-- Study text --
────────────────
In the past, the social cost of economic change on this scale, and at this pace, would have been traumatic, with unpredictable political consequences. Thanks to the institutions of the welfare state—and perhaps the diminished political enthusiasms of the time—protest was contained. But it was far from absent. In the years 1969-1975 there were angry marches, sit-ins, strikes and petitions all across industrial Western Europe, from Spain (where 1.5 million days were lost to industrial strikes in the years 1973-75) to Britain, where two major strikes by coalminers—in 1972 and 1974—persuaded a nervous Conservative government that it might be the better part of valor to postpone major mine closures for a few more years, even at the cost of further subsidies charged to the population at large.
One immediate result of the economic down-turn was a hardening of attitudes towards ‘foreign’ workers of all sorts. If published unemployment rates in West Germany (close to zero in 1970) did not climb above 8 percent of the labor force despite a slump in demand for manufactured goods, it was because most of the unemployed workers in Germany were not German—and thus not officially recorded.
It was one of the self-delusions of the age that the Sixties were an era of heightened political consciousness. ‘Everyone’ (or at least everyone under twenty-five attending an educational establishment and drawn to radical ideas) was in the streets and mobilized for a cause. The deflation of the causes—and the demobilization of the coming decades—thus confers in retrospect an air of failure upon a decade of frenetic political activity. But in certain important respects the Sixties were actually a vital decade for the opposite reason: they were the moment when Europeans in both halves of the continent began their definitive turn away from ideological politics.
Thus the slogans and projects of the Sixties’ generation, far from re-awakening a revolutionary tradition whose language and symbols they so energetically sought to reinvigorate, can be seen in hindsight to have served as its swansong. In Eastern Europe, the ‘revisionist’ interlude and its tragic dénouement saw off the last illusions of Marxism as a practice. In the West, Marxist and para-Marxist theories soared clear of any relationship to local reality, disqualifying themselves from any future role in serious public debate. In 1945 the radical Right had discredited itself as a legitimate vehicle for political expression. By 1970, the radical Left was set fair to emulate it. A 180-year cycle of ideological politics in Europe was drawing to a close.
But it is symptomatic of the fundamentally apolitical mood of May 1968 that the best-selling French books on the subject a generation later are not serious works of historical analysis, much less the earnest doctrinal tracts of the time, but collections of contemporary graffiti and slogans. Culled from the walls, noticeboards and streets of the city, these witty one-liners encourage young people to make love, have fun, mock those in authority, generally do what feels good—and change the world almost as a by-product.
────────────────
-- Source material --
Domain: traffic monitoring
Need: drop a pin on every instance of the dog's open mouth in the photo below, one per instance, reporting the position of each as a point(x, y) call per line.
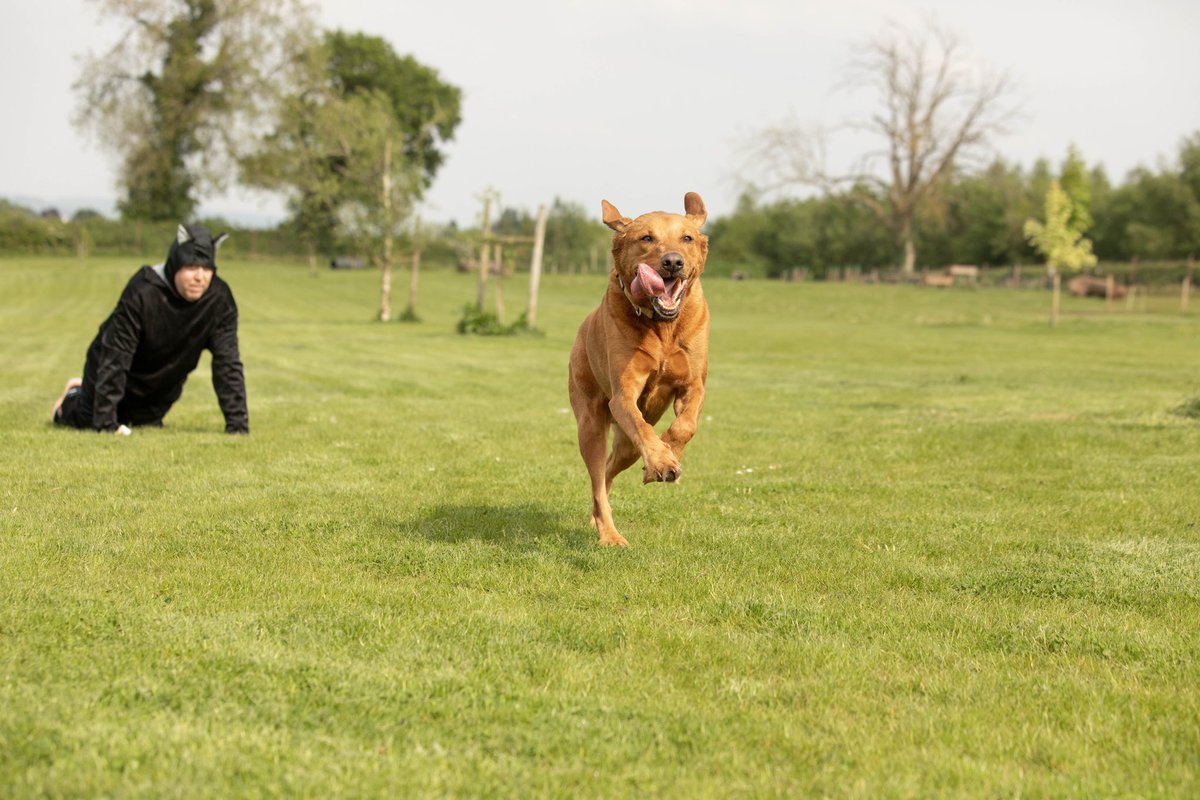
point(664, 295)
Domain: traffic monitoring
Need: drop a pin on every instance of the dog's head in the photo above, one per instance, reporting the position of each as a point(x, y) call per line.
point(659, 254)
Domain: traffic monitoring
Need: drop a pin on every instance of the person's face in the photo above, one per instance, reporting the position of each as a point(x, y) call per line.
point(192, 281)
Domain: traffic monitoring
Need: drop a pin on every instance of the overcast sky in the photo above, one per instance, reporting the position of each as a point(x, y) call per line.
point(641, 101)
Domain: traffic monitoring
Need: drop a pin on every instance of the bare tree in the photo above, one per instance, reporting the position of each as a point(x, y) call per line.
point(186, 85)
point(937, 112)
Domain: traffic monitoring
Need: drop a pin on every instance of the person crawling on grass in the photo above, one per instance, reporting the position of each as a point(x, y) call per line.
point(141, 358)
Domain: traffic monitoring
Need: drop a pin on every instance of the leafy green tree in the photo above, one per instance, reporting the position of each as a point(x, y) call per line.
point(361, 116)
point(425, 108)
point(1063, 246)
point(1077, 182)
point(183, 90)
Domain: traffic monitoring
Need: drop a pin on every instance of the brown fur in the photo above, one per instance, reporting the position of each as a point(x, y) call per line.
point(628, 367)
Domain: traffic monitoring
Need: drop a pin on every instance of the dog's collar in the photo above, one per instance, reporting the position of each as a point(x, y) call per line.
point(637, 310)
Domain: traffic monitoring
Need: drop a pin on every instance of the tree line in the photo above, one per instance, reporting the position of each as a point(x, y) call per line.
point(975, 218)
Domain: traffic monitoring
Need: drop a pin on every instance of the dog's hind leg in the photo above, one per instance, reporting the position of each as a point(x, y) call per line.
point(593, 446)
point(624, 453)
point(593, 420)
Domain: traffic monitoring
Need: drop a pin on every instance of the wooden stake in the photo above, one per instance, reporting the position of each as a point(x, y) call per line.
point(539, 246)
point(498, 257)
point(483, 252)
point(1186, 295)
point(1055, 300)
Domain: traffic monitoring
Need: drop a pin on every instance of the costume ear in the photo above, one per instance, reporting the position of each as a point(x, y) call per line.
point(695, 208)
point(612, 217)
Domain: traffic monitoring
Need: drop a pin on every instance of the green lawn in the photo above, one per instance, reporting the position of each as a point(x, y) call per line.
point(925, 546)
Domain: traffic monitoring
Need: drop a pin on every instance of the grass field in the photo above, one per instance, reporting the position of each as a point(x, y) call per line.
point(925, 546)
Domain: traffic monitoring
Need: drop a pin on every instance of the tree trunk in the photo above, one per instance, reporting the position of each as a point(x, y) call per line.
point(417, 269)
point(385, 265)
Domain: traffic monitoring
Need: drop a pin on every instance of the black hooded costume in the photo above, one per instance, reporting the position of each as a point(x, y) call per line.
point(141, 358)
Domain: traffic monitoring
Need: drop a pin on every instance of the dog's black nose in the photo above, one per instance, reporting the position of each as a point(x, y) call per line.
point(672, 263)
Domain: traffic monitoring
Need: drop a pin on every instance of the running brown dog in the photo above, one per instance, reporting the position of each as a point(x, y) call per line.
point(642, 349)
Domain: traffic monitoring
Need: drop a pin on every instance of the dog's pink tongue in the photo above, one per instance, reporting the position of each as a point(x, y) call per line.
point(647, 284)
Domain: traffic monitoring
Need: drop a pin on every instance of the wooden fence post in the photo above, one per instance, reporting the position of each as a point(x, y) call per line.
point(539, 242)
point(1186, 295)
point(483, 252)
point(498, 257)
point(1055, 299)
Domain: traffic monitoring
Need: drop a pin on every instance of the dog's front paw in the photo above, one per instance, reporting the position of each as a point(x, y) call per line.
point(664, 465)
────────────────
-- What is expected --
Name every form of protest that the text on economic change and politics in Europe lists for the years 1969-1975.

-- Exercise result --
Angry marches, sit-ins, strikes and petitions.